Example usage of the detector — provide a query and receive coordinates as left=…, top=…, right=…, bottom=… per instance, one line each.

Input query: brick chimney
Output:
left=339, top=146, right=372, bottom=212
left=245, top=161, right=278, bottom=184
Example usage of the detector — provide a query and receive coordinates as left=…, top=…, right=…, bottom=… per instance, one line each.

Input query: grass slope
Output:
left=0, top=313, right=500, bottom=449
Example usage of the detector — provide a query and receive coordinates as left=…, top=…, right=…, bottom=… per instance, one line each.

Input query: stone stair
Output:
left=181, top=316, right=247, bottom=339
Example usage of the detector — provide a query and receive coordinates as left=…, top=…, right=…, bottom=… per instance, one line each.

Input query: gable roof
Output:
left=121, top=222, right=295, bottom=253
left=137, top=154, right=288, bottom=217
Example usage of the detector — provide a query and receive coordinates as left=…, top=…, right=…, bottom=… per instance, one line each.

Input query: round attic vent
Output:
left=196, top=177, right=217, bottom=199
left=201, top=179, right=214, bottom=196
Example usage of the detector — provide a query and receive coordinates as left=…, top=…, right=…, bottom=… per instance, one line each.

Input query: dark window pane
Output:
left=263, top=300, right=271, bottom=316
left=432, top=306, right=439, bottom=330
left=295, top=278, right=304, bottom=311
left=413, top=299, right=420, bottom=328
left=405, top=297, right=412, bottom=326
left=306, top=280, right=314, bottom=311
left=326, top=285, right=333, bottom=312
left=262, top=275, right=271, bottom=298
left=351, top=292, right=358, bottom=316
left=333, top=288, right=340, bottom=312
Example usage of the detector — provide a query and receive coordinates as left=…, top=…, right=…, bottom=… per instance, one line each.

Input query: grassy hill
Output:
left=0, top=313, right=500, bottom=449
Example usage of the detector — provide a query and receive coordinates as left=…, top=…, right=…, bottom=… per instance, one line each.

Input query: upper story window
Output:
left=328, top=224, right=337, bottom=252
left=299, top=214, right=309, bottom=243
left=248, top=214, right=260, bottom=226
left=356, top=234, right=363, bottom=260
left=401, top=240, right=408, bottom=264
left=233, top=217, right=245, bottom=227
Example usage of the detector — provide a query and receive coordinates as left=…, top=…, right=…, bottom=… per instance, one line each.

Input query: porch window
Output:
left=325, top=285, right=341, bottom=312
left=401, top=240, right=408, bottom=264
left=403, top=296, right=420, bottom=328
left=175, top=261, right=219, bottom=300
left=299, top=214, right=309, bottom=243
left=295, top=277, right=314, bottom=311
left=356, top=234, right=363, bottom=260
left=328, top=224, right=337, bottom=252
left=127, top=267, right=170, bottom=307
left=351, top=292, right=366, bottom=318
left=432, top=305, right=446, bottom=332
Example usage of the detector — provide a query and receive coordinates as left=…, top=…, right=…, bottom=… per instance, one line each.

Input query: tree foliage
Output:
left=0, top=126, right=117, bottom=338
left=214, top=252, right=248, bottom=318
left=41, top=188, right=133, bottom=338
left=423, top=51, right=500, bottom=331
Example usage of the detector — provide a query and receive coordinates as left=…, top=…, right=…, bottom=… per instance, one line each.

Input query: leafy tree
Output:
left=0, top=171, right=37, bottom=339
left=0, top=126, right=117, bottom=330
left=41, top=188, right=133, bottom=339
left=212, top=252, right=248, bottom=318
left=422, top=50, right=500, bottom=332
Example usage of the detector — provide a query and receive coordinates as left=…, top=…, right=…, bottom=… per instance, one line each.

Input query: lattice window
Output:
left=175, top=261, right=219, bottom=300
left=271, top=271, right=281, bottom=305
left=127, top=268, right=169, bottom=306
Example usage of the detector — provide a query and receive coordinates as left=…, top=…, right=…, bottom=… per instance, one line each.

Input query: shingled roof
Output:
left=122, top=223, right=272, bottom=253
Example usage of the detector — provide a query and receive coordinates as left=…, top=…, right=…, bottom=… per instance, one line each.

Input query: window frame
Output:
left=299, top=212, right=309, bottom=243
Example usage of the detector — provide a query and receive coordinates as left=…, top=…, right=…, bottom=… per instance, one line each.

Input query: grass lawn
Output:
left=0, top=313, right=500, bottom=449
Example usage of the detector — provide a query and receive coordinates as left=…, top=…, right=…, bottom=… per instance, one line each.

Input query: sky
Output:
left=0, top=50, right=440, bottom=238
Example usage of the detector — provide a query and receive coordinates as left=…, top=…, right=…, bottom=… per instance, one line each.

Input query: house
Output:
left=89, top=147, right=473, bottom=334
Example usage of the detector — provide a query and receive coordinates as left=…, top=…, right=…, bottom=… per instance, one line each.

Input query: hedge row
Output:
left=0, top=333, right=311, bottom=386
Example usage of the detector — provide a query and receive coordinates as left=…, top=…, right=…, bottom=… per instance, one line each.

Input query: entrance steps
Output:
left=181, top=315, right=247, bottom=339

---

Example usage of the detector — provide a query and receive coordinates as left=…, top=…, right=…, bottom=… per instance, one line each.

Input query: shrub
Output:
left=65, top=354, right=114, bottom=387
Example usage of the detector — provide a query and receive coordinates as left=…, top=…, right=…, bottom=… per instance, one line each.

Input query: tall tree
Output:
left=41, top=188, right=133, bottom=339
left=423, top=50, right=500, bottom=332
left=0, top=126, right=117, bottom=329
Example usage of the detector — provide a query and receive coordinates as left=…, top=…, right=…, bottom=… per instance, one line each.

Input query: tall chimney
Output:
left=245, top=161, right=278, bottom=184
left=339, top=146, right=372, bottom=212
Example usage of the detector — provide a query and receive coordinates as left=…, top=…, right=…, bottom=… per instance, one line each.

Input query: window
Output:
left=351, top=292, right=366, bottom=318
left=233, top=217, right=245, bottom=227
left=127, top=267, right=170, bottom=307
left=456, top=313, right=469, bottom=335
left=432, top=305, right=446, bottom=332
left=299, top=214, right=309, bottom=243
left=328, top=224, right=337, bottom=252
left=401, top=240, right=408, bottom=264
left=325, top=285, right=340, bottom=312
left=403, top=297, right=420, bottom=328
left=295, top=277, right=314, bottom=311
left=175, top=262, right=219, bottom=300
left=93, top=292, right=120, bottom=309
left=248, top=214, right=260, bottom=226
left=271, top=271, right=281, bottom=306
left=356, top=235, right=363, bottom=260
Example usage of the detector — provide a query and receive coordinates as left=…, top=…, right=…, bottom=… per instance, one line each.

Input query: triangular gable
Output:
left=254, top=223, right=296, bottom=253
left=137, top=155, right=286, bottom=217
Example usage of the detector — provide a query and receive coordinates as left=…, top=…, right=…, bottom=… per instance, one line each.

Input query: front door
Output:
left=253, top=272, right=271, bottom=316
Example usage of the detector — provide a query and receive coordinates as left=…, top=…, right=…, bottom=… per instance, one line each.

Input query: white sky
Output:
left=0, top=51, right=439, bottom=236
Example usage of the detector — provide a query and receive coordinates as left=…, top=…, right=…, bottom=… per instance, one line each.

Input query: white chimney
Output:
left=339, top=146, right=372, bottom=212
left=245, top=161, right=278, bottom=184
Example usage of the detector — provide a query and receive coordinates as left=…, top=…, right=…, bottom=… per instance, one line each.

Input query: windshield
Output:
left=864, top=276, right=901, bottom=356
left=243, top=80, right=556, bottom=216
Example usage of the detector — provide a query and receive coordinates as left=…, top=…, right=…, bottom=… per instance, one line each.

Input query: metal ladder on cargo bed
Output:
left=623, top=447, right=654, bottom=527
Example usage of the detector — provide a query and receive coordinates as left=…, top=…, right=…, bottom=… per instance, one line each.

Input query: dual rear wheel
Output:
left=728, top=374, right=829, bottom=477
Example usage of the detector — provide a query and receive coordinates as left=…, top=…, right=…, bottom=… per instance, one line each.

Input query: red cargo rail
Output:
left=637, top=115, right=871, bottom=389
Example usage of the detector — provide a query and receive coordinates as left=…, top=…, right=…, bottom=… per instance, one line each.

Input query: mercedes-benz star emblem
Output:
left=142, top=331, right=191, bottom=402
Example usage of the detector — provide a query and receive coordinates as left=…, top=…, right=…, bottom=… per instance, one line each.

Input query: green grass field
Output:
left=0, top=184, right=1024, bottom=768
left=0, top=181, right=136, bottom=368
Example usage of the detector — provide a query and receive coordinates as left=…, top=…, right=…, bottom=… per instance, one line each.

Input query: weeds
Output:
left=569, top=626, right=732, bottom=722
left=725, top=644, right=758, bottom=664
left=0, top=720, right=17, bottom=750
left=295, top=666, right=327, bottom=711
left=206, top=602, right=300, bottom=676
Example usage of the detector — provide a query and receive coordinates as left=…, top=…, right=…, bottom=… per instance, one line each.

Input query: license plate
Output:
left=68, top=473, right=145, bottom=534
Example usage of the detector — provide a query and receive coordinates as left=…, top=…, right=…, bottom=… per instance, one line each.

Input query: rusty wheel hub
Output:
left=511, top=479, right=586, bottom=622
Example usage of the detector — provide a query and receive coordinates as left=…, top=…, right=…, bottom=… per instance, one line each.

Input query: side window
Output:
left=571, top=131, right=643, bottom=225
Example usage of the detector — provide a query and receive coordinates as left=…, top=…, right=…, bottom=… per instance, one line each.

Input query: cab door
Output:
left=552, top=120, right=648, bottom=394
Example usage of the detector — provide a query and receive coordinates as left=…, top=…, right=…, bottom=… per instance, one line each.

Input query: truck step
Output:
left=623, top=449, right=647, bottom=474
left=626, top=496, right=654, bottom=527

→ Task: Collect every line in the entries above that contains the string "white". Treat uppercase and lowercase letters as different.

→ Task result:
Input query: white sky
Input query: white chimney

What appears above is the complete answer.